Source excerpt:
He remembers noise, singing, and laughing, "like a migration of birds." He could discern the figure of a woman making her way through the crowd, "weaving in and out, like a running back trying to find her way to the end zone." She leaped and pulled him down to her level, where she hugged him, kissed him, and cried. It was his mother, Yitashu.
"I cried, too, but it was happy tears," Esubalew said. "She was just bawling—all those sixteen years thinking I'd been dead. She said that every funeral she went to, she cried harder, for me."
Villagers slaughtered goats and pulled out Ethiopian beer. They danced and partied for three days as Esubalew met or became reacquainted with relatives. "I forgot the culture," Esubalew said. Yitashu asked whether he remembered what she looked like. He didn't, not really, but he found her voice familiar. So she sang. And while Esubalew couldn't comprehend the words, he'd hear his name and realize she was singing about him as other relatives and villagers danced around him. "I never thought it would be that big of a crowd or excitement," he said. "I forgot the culture, basically."
During one visit to an uncle's house, Esubalew's relatives asked him to recount the saga of how he'd landed in America after leaving Inesa. Zach Herries, a Los Angeles-based filmmaker who captured the scene, found it one of the most memorable of the trip. "I guess they'd never heard the complete story of his history, so when he told them his version of the story, it was pretty emotional," Herries said. "It was really hard for them."
Esubalew began with the day he left the village with the men who would take him to Addis Ababa. When he got to the part where they blinded him, his relatives wanted to hear no more. Yitashu had thought her son's blindness resulted from an accident while playing with his sister. "Stop, stop," they said. "This is a terrible story."
Esubalew reassured them. "Wait," he said. "It's okay, we're getting to a good part, which is coming to America." He told them of his adoption by a family in Missouri, going to school, playing sports, and learning to adapt to his blindness. He told them of moving to Colorado and the happiness he'd found in America.
Their reunion lasted six days before Esubalew headed off to visit other places on behalf of Door of Hope, a nonprofit that aids the blind in the region. At one point, close to the time he was to leave, Esubalew asked his mother what he could do for her. Nothing, she told him. It was enough simply to be with him again. But a relative urged her to not hold back. So she told him she would like a house not so far from town, so Esubalew's half-brother, Tomtim, could easily walk to school. She also asked for some arable land and a milking cow. He could give her all this for about $1,200. He had some money and left it with a trusted friend to make the arrangements.

Work to complete:
1: In the account above of Esubalew's reunion with his mother, for how many days did the villagers dance and party?
2: Translate this sentence from the account of Esubalew's reunion into Spanish: "He told them of moving to Colorado and the happiness he'd found in America."
3: Extend the account of Esubalew's reunion with his mother, picking up right after its final sentence.

Provided material:
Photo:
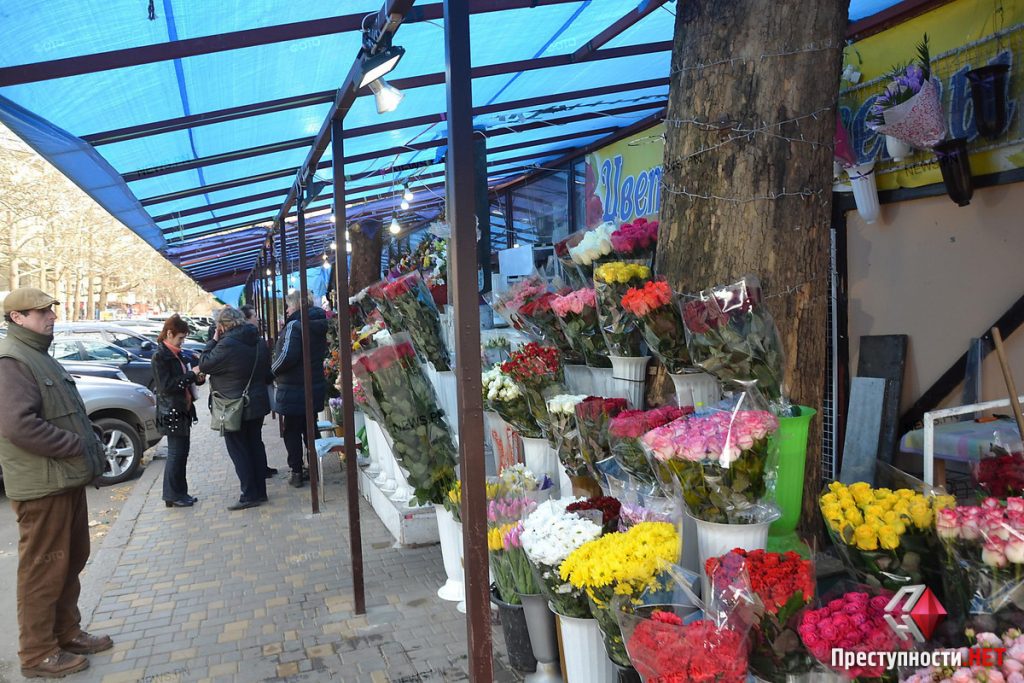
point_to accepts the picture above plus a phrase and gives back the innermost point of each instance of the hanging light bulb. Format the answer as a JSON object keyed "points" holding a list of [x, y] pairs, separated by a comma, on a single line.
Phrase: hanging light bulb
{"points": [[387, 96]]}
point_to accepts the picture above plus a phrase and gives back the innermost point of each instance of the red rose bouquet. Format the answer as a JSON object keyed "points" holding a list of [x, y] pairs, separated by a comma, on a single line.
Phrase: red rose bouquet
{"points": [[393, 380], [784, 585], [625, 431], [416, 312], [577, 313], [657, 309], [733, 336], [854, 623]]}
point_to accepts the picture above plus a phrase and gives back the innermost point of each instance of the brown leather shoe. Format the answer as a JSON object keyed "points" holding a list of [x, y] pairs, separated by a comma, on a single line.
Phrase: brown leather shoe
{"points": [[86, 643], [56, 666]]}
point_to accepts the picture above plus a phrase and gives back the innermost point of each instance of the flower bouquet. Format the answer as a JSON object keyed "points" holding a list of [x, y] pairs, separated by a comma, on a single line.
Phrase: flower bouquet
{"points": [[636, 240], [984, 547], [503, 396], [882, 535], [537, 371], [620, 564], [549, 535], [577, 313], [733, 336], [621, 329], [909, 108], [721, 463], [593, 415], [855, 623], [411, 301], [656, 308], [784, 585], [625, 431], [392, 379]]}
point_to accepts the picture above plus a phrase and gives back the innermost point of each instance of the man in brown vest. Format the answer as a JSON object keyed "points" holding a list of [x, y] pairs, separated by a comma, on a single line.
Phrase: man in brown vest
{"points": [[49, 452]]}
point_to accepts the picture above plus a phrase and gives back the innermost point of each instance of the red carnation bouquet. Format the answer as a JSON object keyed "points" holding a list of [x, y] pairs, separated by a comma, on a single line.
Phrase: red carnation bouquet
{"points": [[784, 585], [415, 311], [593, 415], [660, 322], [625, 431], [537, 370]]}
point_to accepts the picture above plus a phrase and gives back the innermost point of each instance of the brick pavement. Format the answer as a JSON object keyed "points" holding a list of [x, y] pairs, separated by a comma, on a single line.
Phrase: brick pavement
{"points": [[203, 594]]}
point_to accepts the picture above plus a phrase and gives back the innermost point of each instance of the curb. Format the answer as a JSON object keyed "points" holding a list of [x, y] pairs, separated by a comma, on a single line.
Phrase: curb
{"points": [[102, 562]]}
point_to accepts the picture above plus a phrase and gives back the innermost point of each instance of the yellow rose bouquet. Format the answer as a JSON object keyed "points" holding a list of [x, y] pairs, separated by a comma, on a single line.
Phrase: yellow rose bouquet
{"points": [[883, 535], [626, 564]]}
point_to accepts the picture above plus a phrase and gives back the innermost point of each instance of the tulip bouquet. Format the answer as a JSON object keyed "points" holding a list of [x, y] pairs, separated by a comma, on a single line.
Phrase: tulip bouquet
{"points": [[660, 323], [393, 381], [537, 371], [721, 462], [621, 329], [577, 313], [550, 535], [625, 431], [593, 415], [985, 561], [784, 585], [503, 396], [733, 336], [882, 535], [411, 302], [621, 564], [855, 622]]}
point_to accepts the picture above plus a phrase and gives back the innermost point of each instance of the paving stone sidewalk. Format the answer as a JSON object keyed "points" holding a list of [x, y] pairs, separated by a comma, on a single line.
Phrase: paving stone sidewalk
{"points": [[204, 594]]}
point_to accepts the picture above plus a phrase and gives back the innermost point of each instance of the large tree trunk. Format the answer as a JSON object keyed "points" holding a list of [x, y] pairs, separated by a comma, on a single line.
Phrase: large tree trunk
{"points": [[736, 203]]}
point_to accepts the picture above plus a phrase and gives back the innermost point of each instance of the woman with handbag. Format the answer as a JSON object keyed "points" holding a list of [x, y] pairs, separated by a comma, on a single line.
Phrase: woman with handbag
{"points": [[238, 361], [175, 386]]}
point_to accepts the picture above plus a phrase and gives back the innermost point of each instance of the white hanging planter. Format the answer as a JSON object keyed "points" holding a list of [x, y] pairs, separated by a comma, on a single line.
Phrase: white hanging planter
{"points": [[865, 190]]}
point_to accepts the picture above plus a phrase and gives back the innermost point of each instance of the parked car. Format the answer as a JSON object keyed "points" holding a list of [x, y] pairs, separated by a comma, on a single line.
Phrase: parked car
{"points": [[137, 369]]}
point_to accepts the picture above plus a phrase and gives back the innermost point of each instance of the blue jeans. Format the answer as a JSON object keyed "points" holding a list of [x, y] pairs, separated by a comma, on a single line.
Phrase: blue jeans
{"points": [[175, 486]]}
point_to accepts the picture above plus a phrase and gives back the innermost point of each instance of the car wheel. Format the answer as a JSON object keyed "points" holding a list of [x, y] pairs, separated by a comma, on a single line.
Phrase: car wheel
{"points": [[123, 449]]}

Responses to the exercise:
1: For three days.

2: Les habló de su mudanza a Colorado y de la felicidad que había encontrado en Estados Unidos.

3:
In the midst of the reunion, he realized once again how fortunate he'd been to be adopted into a life of opportunity, and he vowed to work harder to make the most of his good fortune. And yet, shortly after his return, the memory of his journey, coupled with the pressure he felt to succeed and help his family, overwhelmed him. He sank into depression. But just days ago, he spoke by telephone to the police inspector who'd helped find his family. He assured Esubalew that his mother was doing fine and that the purchase of a house and a cow was proceeding as planned.
The news settled Esubalew down. He has refocused on his education—he's seeking a communications degree—and envisions a future that includes radio work, motivational speaking, and opening some Ethiopian restaurants, including two in a native country he has only recently rediscovered. "But that," he said, "is a long ways away."
A Long Journey
Esubalew Johnston's journey to Ethiopia closed the loop on an improbable story of horror, serendipity, and reunion. His childhood ended abruptly around age six, when his mother allowed some men to take him from his remote home to the faraway capital, Addis Ababa—supposedly to attend school. But just days later, in a scene that echoed the movie Slumdog Millionaire, his captors held him down and blinded him with sticks and chemicals to make him a better beggar.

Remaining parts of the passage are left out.